====== Source material

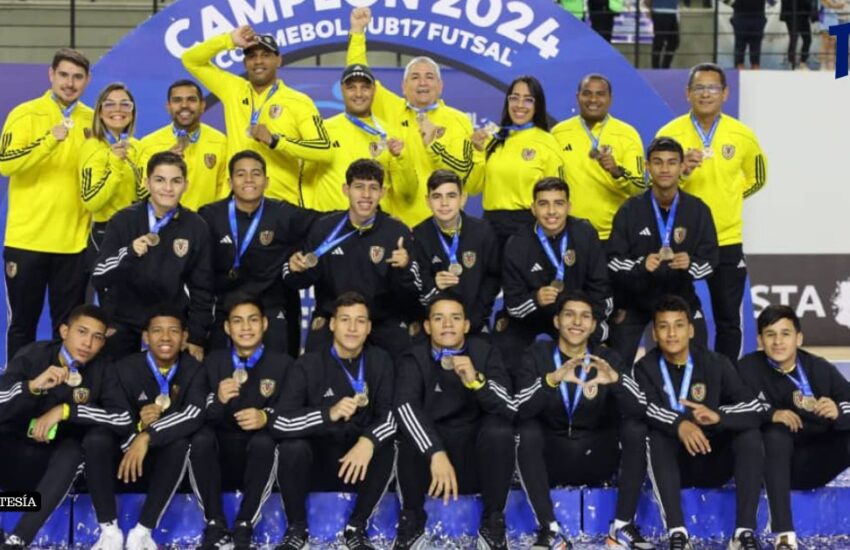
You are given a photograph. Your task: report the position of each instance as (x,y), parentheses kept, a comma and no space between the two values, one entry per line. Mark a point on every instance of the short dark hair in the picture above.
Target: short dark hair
(364,169)
(348,299)
(674,303)
(246,154)
(439,177)
(71,56)
(166,158)
(166,309)
(235,299)
(664,143)
(551,184)
(184,82)
(87,310)
(572,296)
(446,296)
(595,76)
(773,314)
(706,67)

============

Give every line of the items above as a JSON list of strings, one string per line, with blank lines omitted. Leave the pictures out.

(Exercise solution):
[
  "You are given a photograph. Your task: report the position of each instance as (x,y), parentheses kept, a comma and no space between the two values, one entry per line. Mark a point on every instance of the short dark hair in the picture above.",
  "Target: short dark hair",
  "(364,169)",
  "(348,299)",
  "(674,303)",
  "(246,154)",
  "(439,177)",
  "(71,56)",
  "(166,158)",
  "(166,309)",
  "(235,299)",
  "(664,143)",
  "(551,184)",
  "(184,82)",
  "(87,310)",
  "(572,296)",
  "(446,296)",
  "(595,76)",
  "(773,314)",
  "(706,67)"
]